DOCUMENT EXTRACT —
━━━━━━━━━━━━━━━━

FlashTalk Integration Case¶

Goal¶

Connect flashtalk through OmniRT for high-quality talking-head synthesis. OpenTalking handles session orchestration, TTS, events, and WebRTC; model loading and inference belong to OmniRT or the external model service.

Prerequisites¶

Mock E2E has passed.
SoulX-FlashTalk-14B and wav2vec2 weights are prepared as described in Talking-head Models → FlashTalk.
CUDA evaluation needs a 4090/A100-class GPU; Ascend evaluation needs the CANN environment.

Steps¶

CUDA evaluation:

Terminal

cd opentalking
bash scripts/quickstart/start_omnirt_flashtalk.sh --device cuda --nproc 1
bash scripts/quickstart/start_all.sh --omnirt http://127.0.0.1:9000

Ascend 910B evaluation:

Terminal

source /usr/local/Ascend/ascend-toolkit/set_env.sh
bash scripts/deploy_ascend_910b.sh

Verification¶

Terminal

curl -fsS http://127.0.0.1:8000/models | jq '.statuses[] | select(.id=="flashtalk")'
curl -fsS http://127.0.0.1:8000/health

Choose a FlashTalk-compatible avatar and the flashtalk model in the browser. If the orchestration path is uncertain, return to mock first and isolate the model service after LLM/TTS/WebRTC are healthy.

━━━━━━━━━━━━━━━━

QUESTIONS ON THE MATERIAL —
1 – According to the FlashTalk integration guide, what class of GPU does CUDA evaluation need?
2 – Continue the FlashTalk integration guide after its final sentence.
The items come from a source separate from the FlashTalk integration guide.

━━━━━━━━━━━━━━━━

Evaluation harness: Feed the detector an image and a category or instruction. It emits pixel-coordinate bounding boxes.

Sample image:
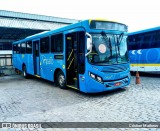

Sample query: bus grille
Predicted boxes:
[102,65,128,73]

━━━━━━━━━━━━━━━━

YOUR WRITTEN ANSWERS —
1 – A 4090/A100-class GPU.

2 –
Troubleshooting¶

Symptom	Action
First startup is slow	Cold start includes dependency setup, weight loading, and worker initialization; inspect OmniRT logs by phase.
CUDA out of memory	Lower `OPENTALKING_FLASHTALK_FRAME_NUM`, `OPENTALKING_FLASHTALK_SAMPLE_STEPS`, or output resolution.
NPU import failure	Confirm CANN is sourced and `torch_npu`, driver, and CANN versions match.